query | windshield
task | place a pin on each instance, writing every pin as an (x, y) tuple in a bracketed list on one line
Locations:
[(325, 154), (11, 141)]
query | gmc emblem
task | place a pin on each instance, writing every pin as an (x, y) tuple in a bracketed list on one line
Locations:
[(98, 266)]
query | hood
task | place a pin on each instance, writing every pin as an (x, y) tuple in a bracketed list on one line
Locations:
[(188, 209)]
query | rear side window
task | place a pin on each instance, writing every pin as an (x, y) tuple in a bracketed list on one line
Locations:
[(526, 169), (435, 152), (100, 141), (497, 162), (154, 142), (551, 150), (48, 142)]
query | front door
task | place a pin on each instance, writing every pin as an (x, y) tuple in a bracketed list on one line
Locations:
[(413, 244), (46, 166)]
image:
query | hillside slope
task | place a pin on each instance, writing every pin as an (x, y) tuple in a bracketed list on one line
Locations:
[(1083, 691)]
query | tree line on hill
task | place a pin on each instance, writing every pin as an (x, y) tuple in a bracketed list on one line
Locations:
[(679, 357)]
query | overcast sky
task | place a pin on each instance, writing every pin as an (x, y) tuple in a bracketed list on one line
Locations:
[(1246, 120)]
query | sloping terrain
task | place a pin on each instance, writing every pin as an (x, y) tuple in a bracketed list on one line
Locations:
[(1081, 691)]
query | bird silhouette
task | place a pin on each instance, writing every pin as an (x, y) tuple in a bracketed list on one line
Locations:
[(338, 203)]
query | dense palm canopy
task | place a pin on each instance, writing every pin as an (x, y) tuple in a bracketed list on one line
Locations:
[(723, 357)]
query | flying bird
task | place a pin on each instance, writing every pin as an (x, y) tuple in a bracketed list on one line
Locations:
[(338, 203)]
============
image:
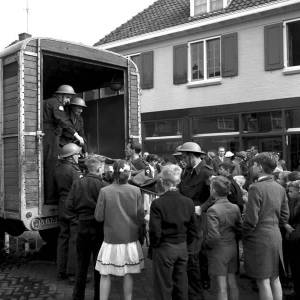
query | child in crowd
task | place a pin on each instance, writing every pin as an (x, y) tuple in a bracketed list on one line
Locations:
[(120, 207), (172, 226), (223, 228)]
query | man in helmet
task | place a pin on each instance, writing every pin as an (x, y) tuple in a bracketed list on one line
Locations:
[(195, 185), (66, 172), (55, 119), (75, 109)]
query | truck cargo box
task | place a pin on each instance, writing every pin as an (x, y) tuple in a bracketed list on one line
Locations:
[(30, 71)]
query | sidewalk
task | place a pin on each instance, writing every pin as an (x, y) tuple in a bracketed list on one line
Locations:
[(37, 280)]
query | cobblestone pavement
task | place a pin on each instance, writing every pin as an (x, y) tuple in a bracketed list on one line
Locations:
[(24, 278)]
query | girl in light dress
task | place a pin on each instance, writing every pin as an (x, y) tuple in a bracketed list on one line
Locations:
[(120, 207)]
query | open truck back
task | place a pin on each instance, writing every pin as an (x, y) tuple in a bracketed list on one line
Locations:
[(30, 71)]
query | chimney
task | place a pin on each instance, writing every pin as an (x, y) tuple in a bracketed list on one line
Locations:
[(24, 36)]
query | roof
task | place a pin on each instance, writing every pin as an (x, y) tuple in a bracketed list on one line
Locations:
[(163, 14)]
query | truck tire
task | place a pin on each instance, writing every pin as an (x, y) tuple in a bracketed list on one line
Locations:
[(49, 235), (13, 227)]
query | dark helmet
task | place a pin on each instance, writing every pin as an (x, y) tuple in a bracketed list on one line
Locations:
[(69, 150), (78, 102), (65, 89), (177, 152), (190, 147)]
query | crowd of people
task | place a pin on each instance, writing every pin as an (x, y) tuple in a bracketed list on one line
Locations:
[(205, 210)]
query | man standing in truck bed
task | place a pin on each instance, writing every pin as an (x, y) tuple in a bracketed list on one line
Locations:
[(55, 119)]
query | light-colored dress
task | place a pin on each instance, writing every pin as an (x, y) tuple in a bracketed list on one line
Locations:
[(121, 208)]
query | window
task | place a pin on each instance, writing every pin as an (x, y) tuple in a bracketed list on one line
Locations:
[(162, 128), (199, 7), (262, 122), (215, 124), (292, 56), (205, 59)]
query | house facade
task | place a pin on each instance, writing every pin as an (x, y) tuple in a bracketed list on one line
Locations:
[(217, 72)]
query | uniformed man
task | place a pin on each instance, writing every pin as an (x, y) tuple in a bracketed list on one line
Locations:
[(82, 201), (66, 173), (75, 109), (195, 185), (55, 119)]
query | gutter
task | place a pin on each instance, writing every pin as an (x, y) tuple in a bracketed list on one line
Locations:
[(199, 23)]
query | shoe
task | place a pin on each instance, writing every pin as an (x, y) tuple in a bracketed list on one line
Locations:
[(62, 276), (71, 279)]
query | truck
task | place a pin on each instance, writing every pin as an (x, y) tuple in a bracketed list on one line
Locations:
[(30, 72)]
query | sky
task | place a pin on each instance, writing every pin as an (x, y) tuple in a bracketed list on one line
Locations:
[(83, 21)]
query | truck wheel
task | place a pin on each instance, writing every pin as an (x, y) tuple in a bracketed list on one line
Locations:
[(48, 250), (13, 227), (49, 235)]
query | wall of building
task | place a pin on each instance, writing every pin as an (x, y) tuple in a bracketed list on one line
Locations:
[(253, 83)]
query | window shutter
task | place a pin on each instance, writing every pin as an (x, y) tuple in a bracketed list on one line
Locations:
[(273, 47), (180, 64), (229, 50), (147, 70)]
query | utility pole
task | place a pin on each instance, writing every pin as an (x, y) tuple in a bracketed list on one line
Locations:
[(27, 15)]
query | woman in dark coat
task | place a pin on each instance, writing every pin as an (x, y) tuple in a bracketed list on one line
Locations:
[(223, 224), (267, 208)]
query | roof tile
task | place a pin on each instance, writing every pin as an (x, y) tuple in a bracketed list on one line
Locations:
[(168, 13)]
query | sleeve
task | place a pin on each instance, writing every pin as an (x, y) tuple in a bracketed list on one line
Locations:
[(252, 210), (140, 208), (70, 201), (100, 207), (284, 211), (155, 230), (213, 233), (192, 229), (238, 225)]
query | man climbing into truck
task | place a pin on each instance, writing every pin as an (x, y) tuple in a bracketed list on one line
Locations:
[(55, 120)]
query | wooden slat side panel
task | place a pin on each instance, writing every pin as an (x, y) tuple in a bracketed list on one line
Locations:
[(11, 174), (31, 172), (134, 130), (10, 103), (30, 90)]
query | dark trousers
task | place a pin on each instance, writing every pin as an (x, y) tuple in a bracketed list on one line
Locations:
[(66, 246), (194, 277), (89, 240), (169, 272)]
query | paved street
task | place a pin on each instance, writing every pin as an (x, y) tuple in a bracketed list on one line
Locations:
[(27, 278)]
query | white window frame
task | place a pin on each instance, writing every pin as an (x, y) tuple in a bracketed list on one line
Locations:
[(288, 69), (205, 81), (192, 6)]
============
▸ Written task: Print the lines from the line containing "query | windshield" through the line containing "[(98, 266)]", both included, without changing anything.

▸ Written solution:
query | windshield
task | place a pin on each instance, writing every pin as an (x, y) tuple in a bracketed list on one line
Locations:
[(325, 154), (11, 141)]
query | gmc emblem
task | place a pin on each instance, writing every pin as an (x, y) tuple in a bracketed list on one line
Locations:
[(98, 266)]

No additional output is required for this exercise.